More than a million Russians now live with the virus and that number is expected to nearly double in the next decade, in what has been called Europe's HIV epidemic.

The statistics were revealed in a report by the European Centre for Disease Control and the World Health Organisation, which found that 153,407 people across Europe were newly diagnosed with the illness in 2015.

Of these, 64 per cent of all cases were registered in Russia – equal to 98,177 people – which is up from the 60 per cent of all cases in Europe a year earlier.

(Statista
(Statista (Statista)

The UK is in third place after Ukraine, with 6,078 new HIV diagnoses in 2015, the latest figures show.

“HIV transmission is still a major concern in Europe," the report warns.

“Despite significant efforts dedicated to the prevention and control of HIV in Europe, the number of new HIV diagnoses has not declined substantially over the last decade in the western part of the region and has more than doubled in the east.”

The report said the increases were being driven mainly by heterosexual transmission in Russia and eastern Europe and in men who have sex with men in western and central regions.

It calls for a new action plan to tackle the “HIV epidemic in Europe and end the AIDS epidemic as a public health threat by 2030”.

HIV in numbers

But devising a continent-wide health plan will be tricky as the experience of individual countries varies wildly.

While Croatia attributes more than 80 per cent of new HIV diagnoses in 2015 to sex between men, in Estonia less than 10 per cent of new cases are recorded with that mode of transmission.

Likewise, in Belgium a tiny fraction – less than five per cent – of cases are blamed on injecting drug users, while in neighbouring Luxembourg around 30 per cent of new diagnoses are needle-related.

Aidsmap, which interpreted the findings, said the 98,177 new cases recorded in Russia last year equated to one HIV diagnosis for every 1,493 Russians.

That compared with one diagnosis for every 13,157 people across the rest of the continent.

HIV diagnoses in Russia have more than doubled over the last ten years, up 133 per cent since 2006 and 15 per cent in just a year.

DATA:
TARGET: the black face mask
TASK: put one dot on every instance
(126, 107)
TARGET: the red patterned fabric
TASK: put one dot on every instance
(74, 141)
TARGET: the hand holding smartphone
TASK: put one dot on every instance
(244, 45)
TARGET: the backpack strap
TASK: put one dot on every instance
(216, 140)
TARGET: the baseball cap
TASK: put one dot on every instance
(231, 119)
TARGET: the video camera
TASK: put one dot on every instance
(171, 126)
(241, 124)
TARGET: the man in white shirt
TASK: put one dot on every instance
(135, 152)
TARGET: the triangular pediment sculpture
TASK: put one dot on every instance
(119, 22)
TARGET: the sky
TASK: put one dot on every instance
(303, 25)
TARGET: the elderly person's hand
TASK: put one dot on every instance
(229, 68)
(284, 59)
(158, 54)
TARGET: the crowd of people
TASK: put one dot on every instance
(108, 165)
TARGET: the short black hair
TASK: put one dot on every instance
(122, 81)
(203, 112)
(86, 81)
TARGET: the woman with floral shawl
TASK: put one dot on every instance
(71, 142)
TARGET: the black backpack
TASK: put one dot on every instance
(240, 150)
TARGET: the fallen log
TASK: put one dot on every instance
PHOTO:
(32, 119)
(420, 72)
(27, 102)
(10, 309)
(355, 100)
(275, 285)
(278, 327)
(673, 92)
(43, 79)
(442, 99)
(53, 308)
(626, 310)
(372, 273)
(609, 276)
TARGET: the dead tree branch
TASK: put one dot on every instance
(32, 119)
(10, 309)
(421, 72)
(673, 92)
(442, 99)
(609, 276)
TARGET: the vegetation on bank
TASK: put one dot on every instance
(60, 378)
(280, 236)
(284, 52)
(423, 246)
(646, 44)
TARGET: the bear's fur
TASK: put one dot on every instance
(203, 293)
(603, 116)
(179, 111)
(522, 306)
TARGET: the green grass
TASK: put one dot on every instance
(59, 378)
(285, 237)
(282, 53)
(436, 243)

COMPLETE THE FOLLOWING:
• A. Which countries does the HIV article name?
• B. Can you quote the HIV article starting with "It calls for" and going on through "mode of transmission."?

PER-TASK OUTPUTS:
• A. Russia, Ukraine, the UK, Croatia, Estonia, Belgium, Luxembourg

• B.
It calls for a new action plan to tackle the “HIV epidemic in Europe and end the AIDS epidemic as a public health threat by 2030”.

HIV in numbers

But devising a continent-wide health plan will be tricky as the experience of individual countries varies wildly.

While Croatia attributes more than 80 per cent of new HIV diagnoses in 2015 to sex between men, in Estonia less than 10 per cent of new cases are recorded with that mode of transmission.